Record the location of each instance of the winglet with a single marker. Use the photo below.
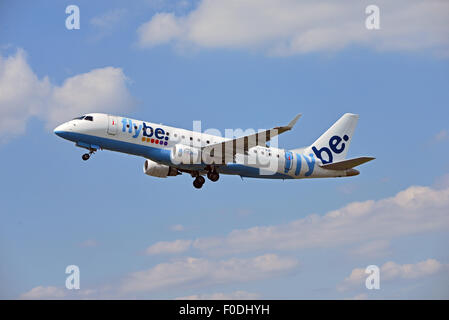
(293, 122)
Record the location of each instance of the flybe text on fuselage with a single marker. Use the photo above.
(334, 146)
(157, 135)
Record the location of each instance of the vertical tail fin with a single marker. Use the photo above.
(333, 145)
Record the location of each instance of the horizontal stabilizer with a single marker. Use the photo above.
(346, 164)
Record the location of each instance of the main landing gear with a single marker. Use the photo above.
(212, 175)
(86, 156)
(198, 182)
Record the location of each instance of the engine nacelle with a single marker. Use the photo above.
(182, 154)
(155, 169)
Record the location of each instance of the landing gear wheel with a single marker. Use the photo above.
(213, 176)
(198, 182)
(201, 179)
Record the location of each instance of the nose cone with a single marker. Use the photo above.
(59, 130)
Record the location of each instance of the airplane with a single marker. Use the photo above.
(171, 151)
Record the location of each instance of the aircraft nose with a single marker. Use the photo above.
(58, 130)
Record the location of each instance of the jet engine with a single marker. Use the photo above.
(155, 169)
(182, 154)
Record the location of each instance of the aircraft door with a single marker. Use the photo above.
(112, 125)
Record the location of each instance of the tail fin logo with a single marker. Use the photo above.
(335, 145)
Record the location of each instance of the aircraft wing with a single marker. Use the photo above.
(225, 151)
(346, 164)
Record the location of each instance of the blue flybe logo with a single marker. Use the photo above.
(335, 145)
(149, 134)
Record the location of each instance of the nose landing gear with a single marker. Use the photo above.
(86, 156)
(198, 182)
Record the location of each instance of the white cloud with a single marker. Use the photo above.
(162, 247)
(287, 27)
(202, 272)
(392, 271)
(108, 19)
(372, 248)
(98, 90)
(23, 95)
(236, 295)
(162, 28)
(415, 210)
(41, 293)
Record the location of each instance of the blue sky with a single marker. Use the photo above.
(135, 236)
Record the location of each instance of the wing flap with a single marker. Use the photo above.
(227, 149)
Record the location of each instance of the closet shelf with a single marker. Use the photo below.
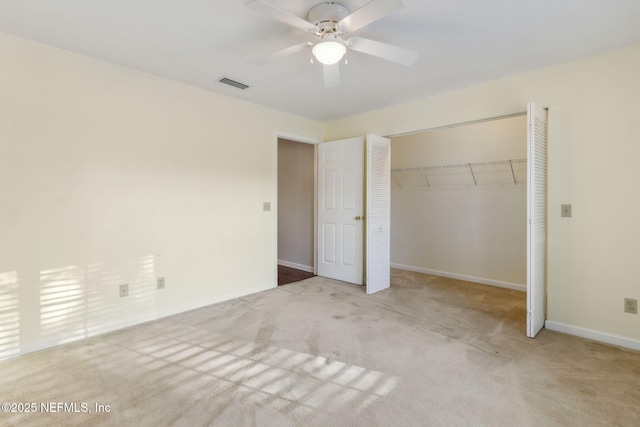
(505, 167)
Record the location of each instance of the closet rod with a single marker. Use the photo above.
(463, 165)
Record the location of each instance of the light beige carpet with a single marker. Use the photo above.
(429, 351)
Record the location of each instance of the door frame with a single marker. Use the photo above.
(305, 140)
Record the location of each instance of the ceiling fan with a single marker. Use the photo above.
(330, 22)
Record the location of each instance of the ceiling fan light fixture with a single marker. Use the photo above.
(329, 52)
◆ ◆ ◆ ◆
- Exercise objective -
Copy all of the data above word for word, leaving out the pictures.

- Full output -
Record the location of each instance of the winglet with a single marker. Use the photo below.
(293, 122)
Record the location of each instance of the flybe text on fuselage with a single marker. Use the photo above.
(334, 146)
(157, 135)
Record the location of each instance of the vertical tail fin with a single marker. Use the photo above.
(333, 145)
Record the location of each instance of the horizontal stabilizer with a single marker. Use the photo above.
(346, 164)
Record the location of each instance of the main landing gear with a single marker. Use the photo above.
(212, 175)
(86, 156)
(198, 182)
Record the location of each instance of the engine nacelle with a single marker. Use the photo above.
(182, 154)
(155, 169)
Record the location of each instance of the landing gear wheel with a single marker. Use the photo above.
(213, 176)
(198, 182)
(201, 179)
Record the location of each instance of the nose cone with a single marker. Use the photo above.
(59, 130)
Record the location of each instance of the airplane with a single marker. Use the photo above.
(171, 151)
Record the location of each instance of the aircraft nose with a single marker. Use the photo above.
(58, 130)
Record the location of each instance of the jet engine with a single marker. Use the photo above.
(155, 169)
(182, 154)
Record the location of each instance of the aircraft door with a single marker. Use the photo above.
(112, 125)
Record the location of each instance of the tail fin logo with a single marker. Use the photo above.
(335, 145)
Record the location of each instance of the aircraft wing with a single marker. Use the photo above.
(225, 151)
(346, 164)
Record the location of each instance of the blue flybe logo with a single marker. Use the photo above.
(335, 145)
(149, 134)
Record the location of each instance of the nose landing gear with a single marker. Use the photo above.
(86, 156)
(198, 182)
Record the location of each instance of the white cloud with a single marker. Use the photo above.
(162, 247)
(287, 27)
(202, 272)
(392, 271)
(108, 19)
(372, 248)
(98, 90)
(23, 95)
(236, 295)
(162, 28)
(415, 210)
(41, 293)
Record the location of each instance of the blue sky with a single marker. Use the photo above.
(135, 236)
Record the location of each instance of the wing flap with a single marker. Use the photo above.
(227, 149)
Record the location of each instance of the closet shelf with a single marker. Use the photo below.
(505, 167)
Record the location of each instance of the closet rod with a single marker. Use the photo above.
(463, 165)
Record the location of each instance of the light beige carpet with a single marker. Use the photo above.
(429, 351)
Record the location of each instance of the door frame with a single marker. Use the photo above.
(305, 140)
Record the location of each instance of the ceiling fan with a single marker. Use the photo above.
(330, 22)
Record the location of each instance of the ceiling fan light fixture with a single marker. Use the photo above.
(329, 52)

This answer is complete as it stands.